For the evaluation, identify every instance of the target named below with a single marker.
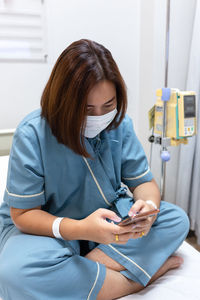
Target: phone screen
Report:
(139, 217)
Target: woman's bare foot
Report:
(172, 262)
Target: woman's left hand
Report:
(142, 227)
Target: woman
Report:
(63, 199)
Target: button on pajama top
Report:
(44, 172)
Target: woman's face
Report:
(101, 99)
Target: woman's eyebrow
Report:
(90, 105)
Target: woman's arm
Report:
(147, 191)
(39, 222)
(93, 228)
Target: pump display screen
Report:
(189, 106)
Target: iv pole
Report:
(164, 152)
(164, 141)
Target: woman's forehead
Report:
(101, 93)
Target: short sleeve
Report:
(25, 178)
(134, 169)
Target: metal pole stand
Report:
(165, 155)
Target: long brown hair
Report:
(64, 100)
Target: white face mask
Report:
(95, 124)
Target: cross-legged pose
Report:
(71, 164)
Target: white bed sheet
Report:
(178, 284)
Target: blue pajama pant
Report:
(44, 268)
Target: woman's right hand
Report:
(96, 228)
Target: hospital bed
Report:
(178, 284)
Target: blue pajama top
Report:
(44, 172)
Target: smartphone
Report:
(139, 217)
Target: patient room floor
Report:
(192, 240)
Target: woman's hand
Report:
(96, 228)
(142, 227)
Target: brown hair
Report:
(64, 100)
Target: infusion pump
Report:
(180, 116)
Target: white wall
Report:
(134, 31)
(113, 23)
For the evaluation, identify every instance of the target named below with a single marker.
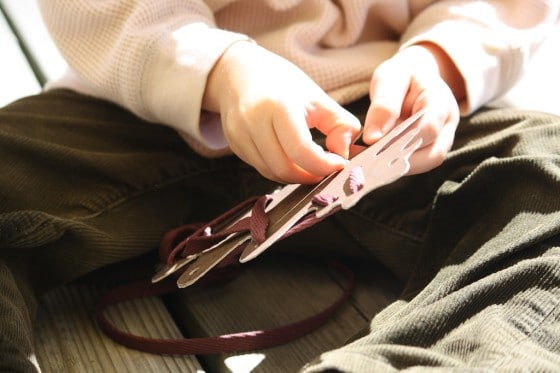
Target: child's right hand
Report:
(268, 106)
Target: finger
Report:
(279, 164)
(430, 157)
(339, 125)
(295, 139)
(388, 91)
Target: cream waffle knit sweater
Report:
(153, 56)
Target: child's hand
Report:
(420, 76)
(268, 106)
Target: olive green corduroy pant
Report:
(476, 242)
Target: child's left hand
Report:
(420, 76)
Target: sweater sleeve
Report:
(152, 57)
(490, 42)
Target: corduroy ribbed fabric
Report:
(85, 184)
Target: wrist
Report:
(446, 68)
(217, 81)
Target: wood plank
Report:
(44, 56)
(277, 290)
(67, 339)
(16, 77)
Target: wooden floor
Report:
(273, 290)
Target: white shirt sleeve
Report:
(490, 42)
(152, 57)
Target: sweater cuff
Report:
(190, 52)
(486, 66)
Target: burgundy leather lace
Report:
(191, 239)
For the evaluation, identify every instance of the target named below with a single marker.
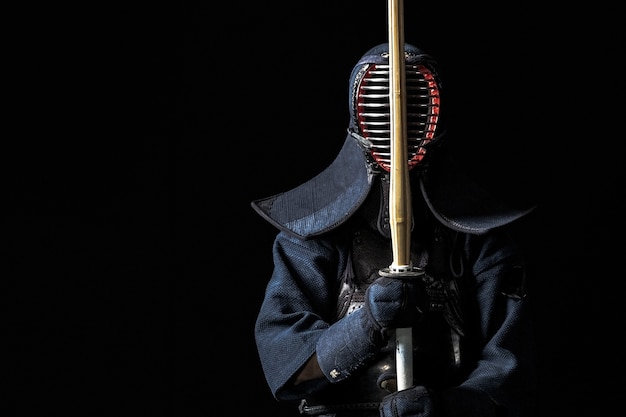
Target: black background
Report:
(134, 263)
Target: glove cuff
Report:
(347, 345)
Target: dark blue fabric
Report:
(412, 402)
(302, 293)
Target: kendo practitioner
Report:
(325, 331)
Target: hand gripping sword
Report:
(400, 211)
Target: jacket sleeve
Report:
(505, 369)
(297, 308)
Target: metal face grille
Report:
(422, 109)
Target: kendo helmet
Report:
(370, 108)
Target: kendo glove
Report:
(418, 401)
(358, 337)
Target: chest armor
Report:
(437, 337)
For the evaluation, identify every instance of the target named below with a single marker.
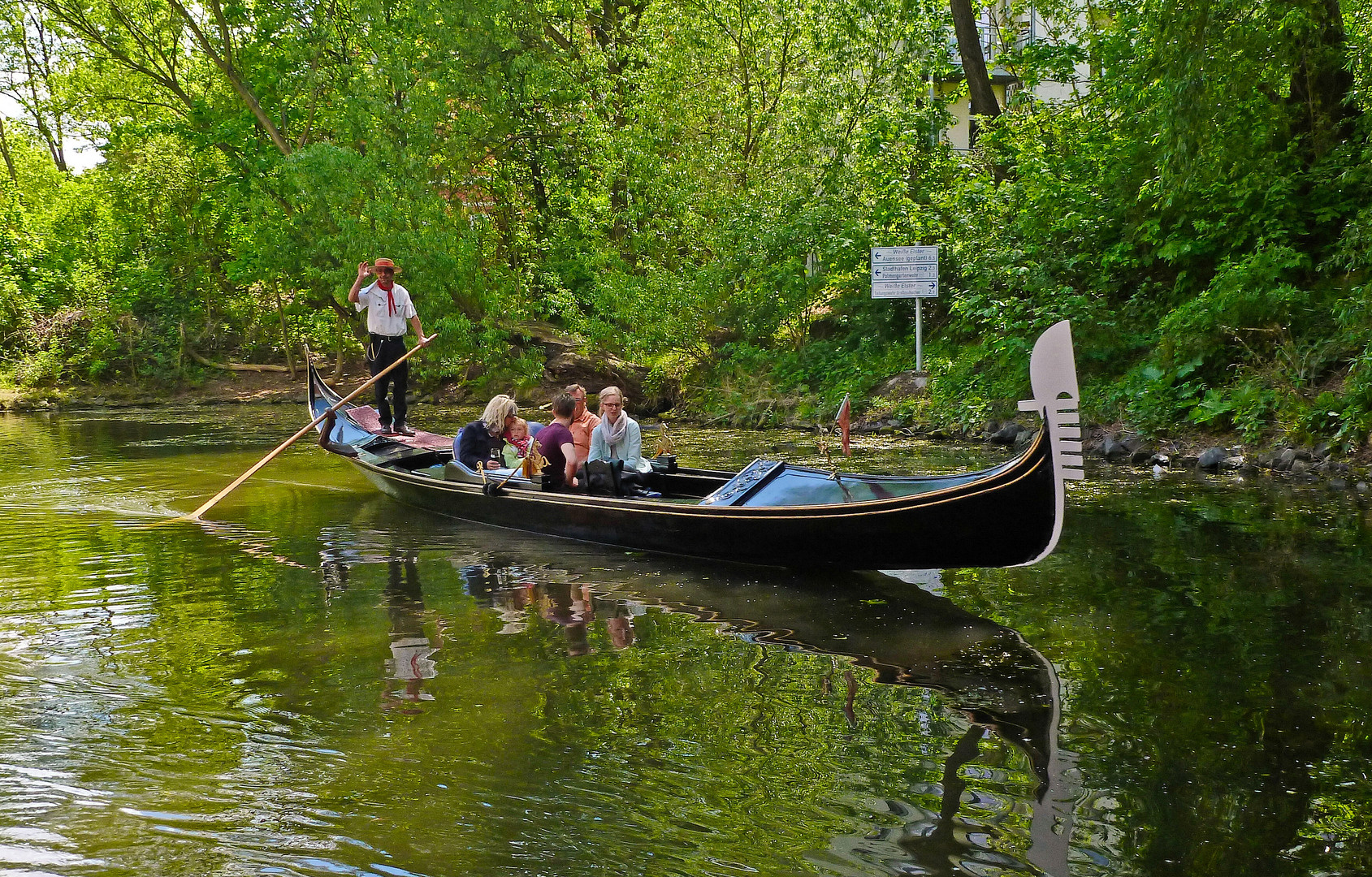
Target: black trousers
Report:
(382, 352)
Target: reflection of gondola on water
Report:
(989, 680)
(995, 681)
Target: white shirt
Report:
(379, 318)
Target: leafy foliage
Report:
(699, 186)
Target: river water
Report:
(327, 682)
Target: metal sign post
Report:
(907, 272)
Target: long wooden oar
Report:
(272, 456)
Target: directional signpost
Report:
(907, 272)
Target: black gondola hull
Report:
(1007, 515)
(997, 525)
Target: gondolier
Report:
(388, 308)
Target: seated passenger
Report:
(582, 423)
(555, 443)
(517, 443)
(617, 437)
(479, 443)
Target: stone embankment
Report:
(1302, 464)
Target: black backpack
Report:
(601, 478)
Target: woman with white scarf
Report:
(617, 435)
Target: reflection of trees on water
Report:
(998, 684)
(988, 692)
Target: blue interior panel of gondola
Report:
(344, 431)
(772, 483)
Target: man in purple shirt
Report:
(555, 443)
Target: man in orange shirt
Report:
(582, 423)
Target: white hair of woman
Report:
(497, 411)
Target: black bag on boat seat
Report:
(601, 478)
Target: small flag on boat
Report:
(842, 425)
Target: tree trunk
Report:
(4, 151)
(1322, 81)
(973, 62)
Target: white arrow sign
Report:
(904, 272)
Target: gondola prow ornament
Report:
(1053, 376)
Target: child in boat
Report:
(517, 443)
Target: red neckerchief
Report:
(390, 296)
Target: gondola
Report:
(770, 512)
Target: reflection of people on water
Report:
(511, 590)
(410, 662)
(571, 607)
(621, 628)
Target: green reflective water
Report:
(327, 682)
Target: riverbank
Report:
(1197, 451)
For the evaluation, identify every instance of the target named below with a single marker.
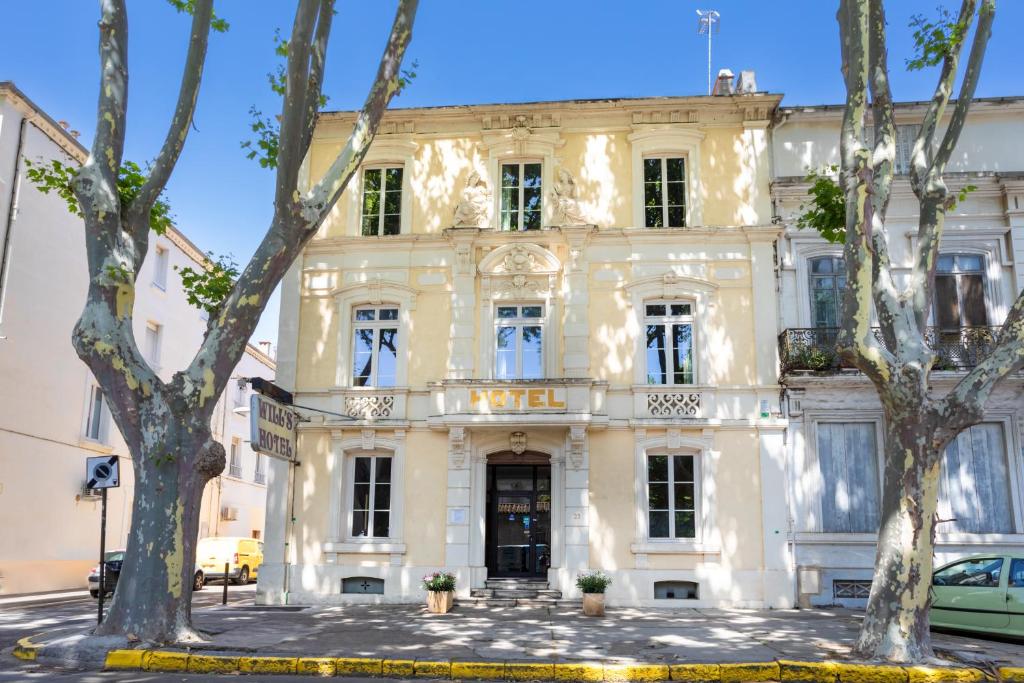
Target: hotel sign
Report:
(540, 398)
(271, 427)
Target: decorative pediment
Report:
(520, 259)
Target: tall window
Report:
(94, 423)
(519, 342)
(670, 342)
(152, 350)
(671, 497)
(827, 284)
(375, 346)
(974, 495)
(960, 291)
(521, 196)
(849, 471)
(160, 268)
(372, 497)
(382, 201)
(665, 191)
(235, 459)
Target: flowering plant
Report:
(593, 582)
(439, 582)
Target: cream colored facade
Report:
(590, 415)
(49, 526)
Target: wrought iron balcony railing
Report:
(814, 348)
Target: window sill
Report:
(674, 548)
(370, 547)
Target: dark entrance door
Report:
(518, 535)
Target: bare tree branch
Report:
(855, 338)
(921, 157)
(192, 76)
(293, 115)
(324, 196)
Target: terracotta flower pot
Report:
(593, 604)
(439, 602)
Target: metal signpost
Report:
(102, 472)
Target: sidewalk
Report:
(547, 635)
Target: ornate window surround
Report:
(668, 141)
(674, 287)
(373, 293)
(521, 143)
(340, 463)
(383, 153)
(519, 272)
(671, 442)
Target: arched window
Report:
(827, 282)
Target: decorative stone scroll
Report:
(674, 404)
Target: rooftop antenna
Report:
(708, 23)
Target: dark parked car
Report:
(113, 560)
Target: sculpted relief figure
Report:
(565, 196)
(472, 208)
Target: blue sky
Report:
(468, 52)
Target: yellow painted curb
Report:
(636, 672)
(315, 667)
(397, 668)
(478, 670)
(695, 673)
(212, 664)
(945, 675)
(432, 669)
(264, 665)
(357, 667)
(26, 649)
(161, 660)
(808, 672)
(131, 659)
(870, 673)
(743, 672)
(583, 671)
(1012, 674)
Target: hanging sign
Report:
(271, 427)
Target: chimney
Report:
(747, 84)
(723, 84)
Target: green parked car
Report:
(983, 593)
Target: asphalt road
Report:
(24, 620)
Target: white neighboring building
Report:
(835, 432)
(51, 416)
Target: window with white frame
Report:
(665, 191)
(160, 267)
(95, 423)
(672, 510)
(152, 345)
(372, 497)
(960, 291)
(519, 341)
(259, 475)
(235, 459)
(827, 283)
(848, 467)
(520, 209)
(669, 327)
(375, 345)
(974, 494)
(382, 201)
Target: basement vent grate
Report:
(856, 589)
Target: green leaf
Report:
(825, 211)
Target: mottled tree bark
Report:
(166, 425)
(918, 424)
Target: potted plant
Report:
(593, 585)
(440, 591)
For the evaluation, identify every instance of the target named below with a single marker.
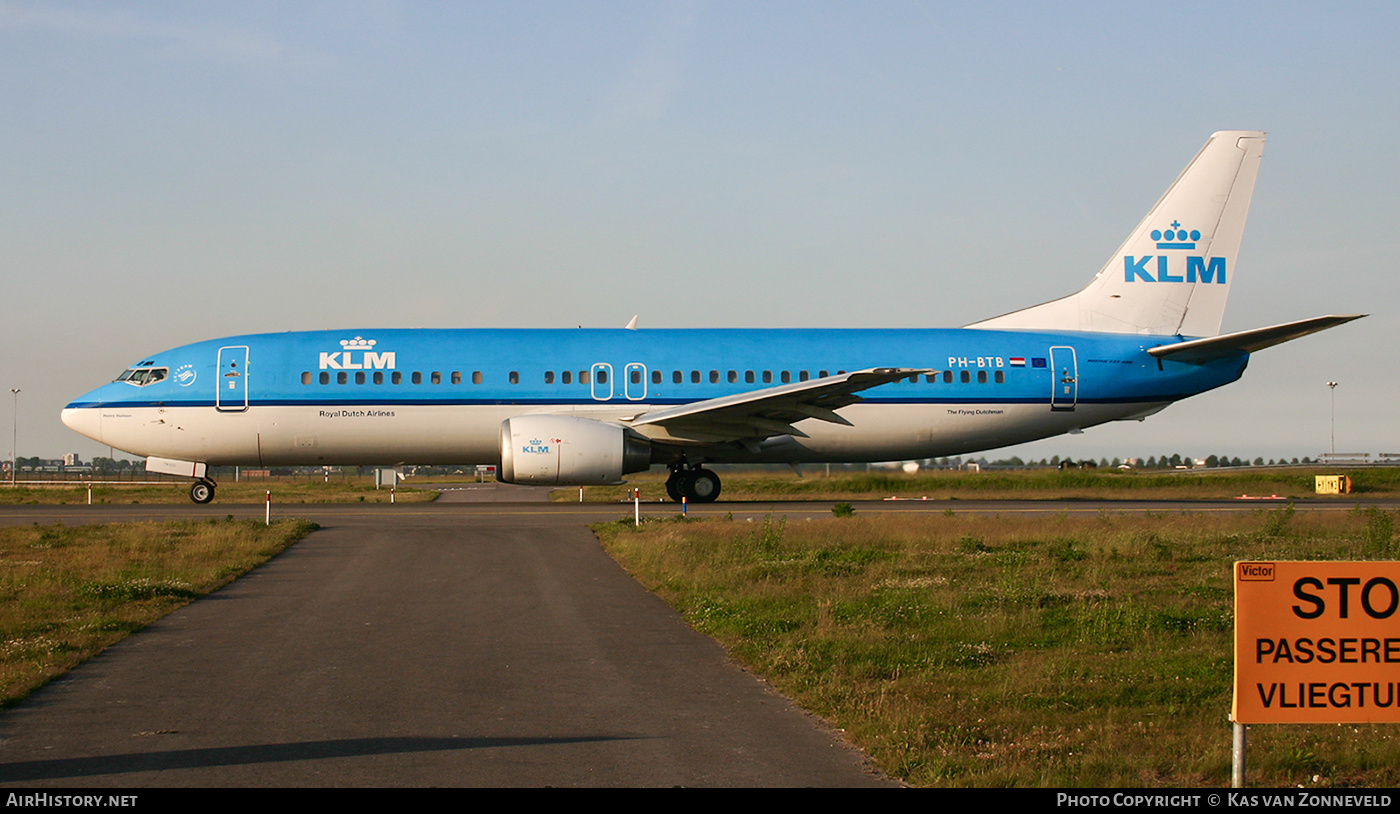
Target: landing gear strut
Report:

□ □ □ □ □

Each entry should be repeated exactly as it appears; the pictures stay out.

Written response:
For the evaluation, identify every instance of the target named below with a single marker.
Target: phone screen
Report:
(139, 217)
Target: woman's bare foot
Report:
(172, 262)
Target: woman's left hand
Report:
(142, 227)
Target: woman
Report:
(63, 199)
Target: button on pajama top
Report:
(44, 172)
Target: woman's face
Report:
(101, 99)
Target: woman's eyebrow
Report:
(90, 105)
Target: woman's arm
Report:
(147, 191)
(39, 222)
(93, 228)
Target: pump display screen
Report:
(189, 106)
Target: iv pole
Report:
(164, 152)
(164, 141)
Target: woman's forehead
Report:
(101, 93)
Target: short sleeve
Report:
(25, 178)
(134, 169)
Target: metal pole stand
Report:
(165, 155)
Target: long brown hair
Report:
(64, 100)
Target: white face mask
Report:
(95, 124)
Target: cross-legged pose
Report:
(71, 164)
Target: white bed sheet
Report:
(178, 284)
Target: blue pajama pant
Report:
(44, 268)
Target: woman's right hand
Report:
(96, 228)
Target: hospital bed
Report:
(178, 284)
Target: blue pajama top
Report:
(44, 172)
Target: smartphone
Report:
(139, 217)
Target: patient room floor
Report:
(192, 240)
Target: woman's hand
Report:
(96, 228)
(142, 227)
Target: brown hair
Report:
(64, 100)
Target: infusion pump
Report:
(180, 116)
Target: white wall
Report:
(134, 31)
(113, 23)
For the evaluation, identify every instance of the target named below with a single marker.
Target: child's right hand
Report:
(268, 106)
Target: finger
Report:
(279, 164)
(430, 157)
(339, 125)
(295, 139)
(388, 91)
Target: cream waffle knit sweater
Report:
(153, 56)
Target: child's hand
Report:
(420, 76)
(268, 106)
Target: olive green corduroy pant
Report:
(476, 242)
Target: child's left hand
Report:
(420, 76)
Target: sweater sleeve
Report:
(152, 57)
(490, 42)
Target: corduroy ribbed fabric
Report:
(85, 184)
Target: wrist
Report:
(446, 68)
(217, 81)
Target: wood plank
Report:
(44, 56)
(277, 290)
(67, 339)
(16, 77)
Target: wooden floor
Report:
(273, 290)
Target: white shirt sleeve
Report:
(490, 42)
(152, 57)
Target: sweater cuff
Report:
(190, 52)
(486, 66)
Target: burgundy leather lace
Report:
(191, 239)
For the evaluation, identify every instance of the target named below with a single marker.
Target: black background
Report:
(134, 263)
Target: glove cuff
Report:
(347, 345)
Target: dark blue fabric
Report:
(412, 402)
(302, 293)
Target: kendo practitioner
Report:
(325, 331)
Target: hand gripping sword
Report:
(400, 211)
Target: jacket sleeve
Report:
(505, 369)
(297, 308)
Target: metal face grille
Report:
(422, 109)
Target: kendo helmet
Report:
(370, 108)
Target: kendo glove
Report:
(418, 401)
(358, 337)
Target: chest armor
Report:
(437, 337)
For the evaluation, identify every instance of the target named below with a single marker.
Target: black trousers
Report:
(382, 352)
Target: reflection of gondola on water
Report:
(989, 680)
(995, 681)
Target: white shirt
Report:
(379, 318)
Target: leafy foliage
Report:
(699, 186)
Target: river water
Report:
(327, 682)
Target: metal sign post
Report:
(907, 272)
Target: long wooden oar
Report:
(272, 456)
Target: directional signpost
Report:
(907, 272)
Target: black gondola hull
Report:
(1007, 515)
(997, 525)
Target: gondolier
Report:
(388, 308)
Target: seated passenger
Report:
(582, 423)
(555, 443)
(517, 443)
(617, 437)
(479, 443)
Target: stone embankment
Report:
(1302, 464)
Target: black backpack
Report:
(601, 478)
Target: woman with white scarf
Report:
(617, 435)
Target: reflection of trees on water
Report:
(998, 684)
(988, 692)
Target: blue interior panel of gondola
Report:
(344, 431)
(772, 483)
Target: man in purple shirt
Report:
(555, 443)
Target: man in orange shirt
Report:
(582, 423)
Target: white hair of woman
Report:
(497, 411)
Target: black bag on boat seat
Report:
(601, 478)
Target: small flag on boat
Report:
(842, 425)
Target: tree trunk
Report:
(4, 151)
(1322, 81)
(973, 62)
Target: white arrow sign
Report:
(904, 272)
Target: gondola prow ornament
Report:
(1053, 376)
Target: child in boat
Report:
(517, 443)
Target: red neckerchief
Report:
(390, 296)
Target: gondola
Report:
(770, 512)
Target: reflection of people on water
Report:
(511, 590)
(410, 662)
(571, 607)
(621, 628)
Target: green reflective water
Report:
(327, 682)
Target: riverbank
Report:
(1197, 451)
For the evaluation, identify every instance of the target named below with a single marker.
Target: hotel sign
Report:
(540, 398)
(271, 427)
Target: decorative pediment
Report:
(520, 259)
Target: tall window
Report:
(94, 423)
(519, 342)
(670, 342)
(152, 350)
(671, 497)
(827, 284)
(375, 346)
(974, 495)
(960, 291)
(521, 196)
(849, 471)
(160, 268)
(372, 497)
(382, 201)
(665, 191)
(235, 459)
Target: flowering plant
Report:
(593, 582)
(439, 582)
Target: cream colored facade
Report:
(590, 415)
(49, 526)
Target: wrought iron balcony railing
Report:
(814, 348)
Target: window sill
Report:
(674, 548)
(370, 547)
Target: dark entrance door
Report:
(518, 535)
Target: bare tree branch
Report:
(855, 338)
(921, 157)
(192, 76)
(293, 115)
(324, 196)
Target: terracotta flower pot
Report:
(593, 604)
(439, 602)
Target: metal signpost
Report:
(102, 472)
Target: sidewalk
Report:
(547, 635)
Target: ornate window surround
Report:
(668, 141)
(674, 287)
(373, 293)
(521, 143)
(340, 463)
(383, 153)
(519, 272)
(671, 442)
Target: arched window
Report:
(827, 282)
Target: decorative stone scroll
Report:
(674, 404)
Target: rooftop antenna
Report:
(708, 23)
Target: dark parked car
Report:
(113, 560)
Target: sculpted relief figure
Report:
(565, 196)
(472, 208)
Target: blue sky
Report:
(468, 52)
Target: yellow painted curb
Report:
(636, 672)
(315, 667)
(397, 668)
(478, 670)
(695, 673)
(212, 664)
(945, 675)
(432, 669)
(264, 665)
(357, 667)
(26, 649)
(161, 660)
(808, 672)
(131, 659)
(870, 673)
(743, 672)
(583, 671)
(1012, 674)
Target: hanging sign
Report:
(271, 427)
Target: chimney
Report:
(747, 84)
(723, 84)
Target: green parked car
Report:
(983, 593)
Target: asphalt road
Report:
(24, 620)
Target: white neighboring building
Report:
(835, 432)
(51, 416)
Target: window with white frame
Report:
(665, 191)
(160, 267)
(95, 423)
(672, 510)
(152, 345)
(372, 497)
(960, 291)
(519, 341)
(259, 475)
(235, 459)
(827, 283)
(848, 467)
(520, 209)
(669, 327)
(375, 345)
(974, 494)
(382, 201)
Target: basement vent grate
Report:
(856, 589)
Target: green leaf
Report:
(825, 211)
Target: mottled tree bark
Report:
(166, 425)
(918, 424)
Target: potted plant
Report:
(593, 585)
(440, 591)
For the evaluation, identify every instance of the target named below with a single marker.
Target: landing gear strut
Report:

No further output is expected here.